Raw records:
════════

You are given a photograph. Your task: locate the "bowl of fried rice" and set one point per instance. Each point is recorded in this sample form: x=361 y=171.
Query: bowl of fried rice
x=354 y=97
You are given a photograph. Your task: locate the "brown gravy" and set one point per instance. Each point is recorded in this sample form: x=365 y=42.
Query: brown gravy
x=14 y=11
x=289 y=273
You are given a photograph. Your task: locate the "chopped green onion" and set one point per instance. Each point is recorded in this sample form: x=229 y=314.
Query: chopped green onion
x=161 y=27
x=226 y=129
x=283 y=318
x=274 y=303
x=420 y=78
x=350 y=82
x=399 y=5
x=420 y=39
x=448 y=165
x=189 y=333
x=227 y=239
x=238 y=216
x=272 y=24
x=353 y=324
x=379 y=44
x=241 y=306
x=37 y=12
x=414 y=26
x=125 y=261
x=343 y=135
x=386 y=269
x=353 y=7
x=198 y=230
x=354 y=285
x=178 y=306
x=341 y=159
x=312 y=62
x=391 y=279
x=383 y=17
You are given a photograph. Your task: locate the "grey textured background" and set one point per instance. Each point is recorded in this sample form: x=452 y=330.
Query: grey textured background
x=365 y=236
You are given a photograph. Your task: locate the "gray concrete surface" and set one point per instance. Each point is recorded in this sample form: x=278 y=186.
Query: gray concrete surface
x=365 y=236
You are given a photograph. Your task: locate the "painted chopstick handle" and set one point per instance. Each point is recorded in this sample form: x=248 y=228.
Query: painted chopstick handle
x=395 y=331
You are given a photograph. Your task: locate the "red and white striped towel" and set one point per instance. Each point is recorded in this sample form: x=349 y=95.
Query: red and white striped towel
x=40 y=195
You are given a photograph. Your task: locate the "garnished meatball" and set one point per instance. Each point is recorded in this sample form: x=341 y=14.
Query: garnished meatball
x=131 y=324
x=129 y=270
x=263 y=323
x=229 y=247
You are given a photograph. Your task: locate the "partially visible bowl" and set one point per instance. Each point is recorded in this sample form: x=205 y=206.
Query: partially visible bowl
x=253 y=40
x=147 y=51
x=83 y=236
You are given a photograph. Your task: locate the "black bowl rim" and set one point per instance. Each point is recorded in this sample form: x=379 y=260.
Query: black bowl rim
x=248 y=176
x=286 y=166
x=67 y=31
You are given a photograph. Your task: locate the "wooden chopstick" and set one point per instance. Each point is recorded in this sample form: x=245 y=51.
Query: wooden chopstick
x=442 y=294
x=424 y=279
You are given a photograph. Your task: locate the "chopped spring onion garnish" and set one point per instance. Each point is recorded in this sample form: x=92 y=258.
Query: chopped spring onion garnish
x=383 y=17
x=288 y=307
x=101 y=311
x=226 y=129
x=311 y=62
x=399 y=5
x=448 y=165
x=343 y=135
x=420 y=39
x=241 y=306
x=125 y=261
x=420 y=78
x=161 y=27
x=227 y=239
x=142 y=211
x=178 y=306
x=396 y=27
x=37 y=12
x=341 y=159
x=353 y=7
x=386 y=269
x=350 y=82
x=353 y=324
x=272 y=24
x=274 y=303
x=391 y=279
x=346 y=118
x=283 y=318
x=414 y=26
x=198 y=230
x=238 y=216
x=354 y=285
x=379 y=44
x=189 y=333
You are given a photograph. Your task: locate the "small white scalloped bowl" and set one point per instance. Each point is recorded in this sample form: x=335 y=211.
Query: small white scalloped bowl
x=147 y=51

════════

### TASK DIRECTIONS
Rescale the entries from the beginning through the line containing "x=289 y=273", copying every line in that span, requests included. Multiply only the answer coordinates by 0.6 and round to whole numbers, halves up, leaving the numbers in the requests unchanged.

### EXERCISE RESULT
You are given a photograph. Your task: locate the "bowl of fried rice" and set one point per instance. Each point is recorded in this sample form: x=361 y=171.
Query: bowl of fried rice
x=212 y=58
You are given a photograph. Your task: locate the "brown gravy" and set one point per instance. Each point is recorded in this sample form: x=365 y=42.
Query: brown gravy
x=8 y=7
x=173 y=164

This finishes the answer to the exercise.